SOURCE EXTRACT>
Blending of oil is highly beneficial for nutrition as well as for cooking, and maintaining good health. In the present study the objective has been designed to establish the identification and characterization of VCO samples by analyzing the physico-chemical properties and storage stability of refined soybean and safflower oil blends with VCO.

Materials and methods

Extraction of VCO

VCO can be extracted directly from the fresh coconut meat or from coconut milk. It involves two major steps: production of coconut milk and extraction of oil. Extraction of oil can be done by two ways: cold and hot extraction process.

Quality characteristics and storage stability of VCO blends prepared with non-conventional oil

The edible oil blends prepared were as follows: VCO with soybean oil (1:4, 2:3, 3:2, 4:1) and VCO with safflower oil (1:4, 2:3, 3:2, 4:1). Raw VCO, soybean oil and safflower oil were packaged separately. The storage stability of the oil blends were examined by filling them in a series of different packaging materials such as low density polyethylene (LDPE), linear low density polyethylene (LLDPE), metalized polyester (MP) pouches, polyethylene teteraphthalate (PET), high density polyethylene (HDPE), Amber HDPE bottle and stored at room temperature (15–35 °C). The sensory acceptability of the oil blends in the preparation of some typical fried items of a snacks were judged in terms of odour, taste, texture and appearance by organoleptic evaluation using a trained panel of judges. The iodine value, saponification value, specific gravity, refractive index, moisture content and fatty acid composition were determined by AOCS (1990). All the analyses were done in triplicates and average values were calculated. TBA was measured by the method of Tarledgis et al. (1960). Refractive index was estimated by Abbes refractomer according to AOAC (1990) method. Fatty acid composition of oils were determined by standard AOCS (1990) methods using gas liquid chromatography (Model HR 1000, Chemito, Chennai, India) with 10% diethylene glycol succinate (DEGS) column.

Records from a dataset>
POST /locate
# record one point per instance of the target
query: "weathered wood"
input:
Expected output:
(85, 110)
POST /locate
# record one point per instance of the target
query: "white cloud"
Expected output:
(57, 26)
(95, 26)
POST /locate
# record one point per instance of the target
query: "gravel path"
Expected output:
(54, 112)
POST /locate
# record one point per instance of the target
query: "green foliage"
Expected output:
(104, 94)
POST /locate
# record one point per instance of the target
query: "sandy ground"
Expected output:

SET TASK 1>
Answer these questions using the excerpt on virgin coconut oil blends:
(a) What are the two ways in which oil extraction can be done?
(b) At what temperature range were the packaged oil blends stored?
(c) What column was used for determining fatty acid composition by gas liquid chromatography?
SET TASK 2> Write the next part of the excerpt on virgin coconut oil blends, picking up after its final sentence.

ANSWER 1>
(a) Cold and hot extraction process.
(b) Room temperature, 15–35 °C.
(c) A 10% diethylene glycol succinate (DEGS) column.

ANSWER 2>
Estimation of Fourier transform infrared spectroscopy (FTIR)

The oil samples were analyzed by Fourier Transform Infrared Spectroscopy (FTIR). The IR spectra were recorded using Thermo Nicolet FTIR spectrometer (Model 5700, Madison, WI) fitted with single bounce Attenuated Total Reflectance (ATR) accessory with ZnSe crystal. Efforts were made to provide same pressure to all samples using the pressure device attached to the accessory. Sixty-four scans were averaged to reduce the noise. All spectra were recorded at 64 resolution and analysis of the spectra was carried out using the software provided along with the instrument (Rohmana and Che Man 2010).

Estimation of differential scanning calorimetry (DSC)

The thermal properties of food samples were determined by using DSC-821 (Mettler Toledo, Switzerland) equipped with a thermal analysis data station. About 8–10 mg of oil sample was placed in hermetically sealed aluminum pans. An empty aluminum pan was used as a reference. For each oil sample, DSC runs (in duplicate) were performed from −60 to 25 °C at a scan rate of 10 °C/min. Based on the measured amount of energy (heat) absorbed by a sample during a run, the DSC manufacturer’s software (TA Universal Analysis and TA Advantage Specialty Library) were used to analyze the heat flow data and determine the onset of melting (To), end set melting (Te), peak melting temperature (Tp) and enthalpy (ΔH) of the oil samples (Yasunga et al. 1968).

Sensory evaluation oil blends

For sensory acceptance tests, bengal gram dhal was fried in fresh and stored VCO-refined safflower oil and VCO-refined soybean oil samples served to a panel of 25 semi trained panelists for grading for aroma, taste and overall acceptability on a 9-point hedonic scale having 9 for excellent in all respects and 1 for complete unacceptability. The experiments were run in duplicate and analyses were done in triplicate (Larmond 1997).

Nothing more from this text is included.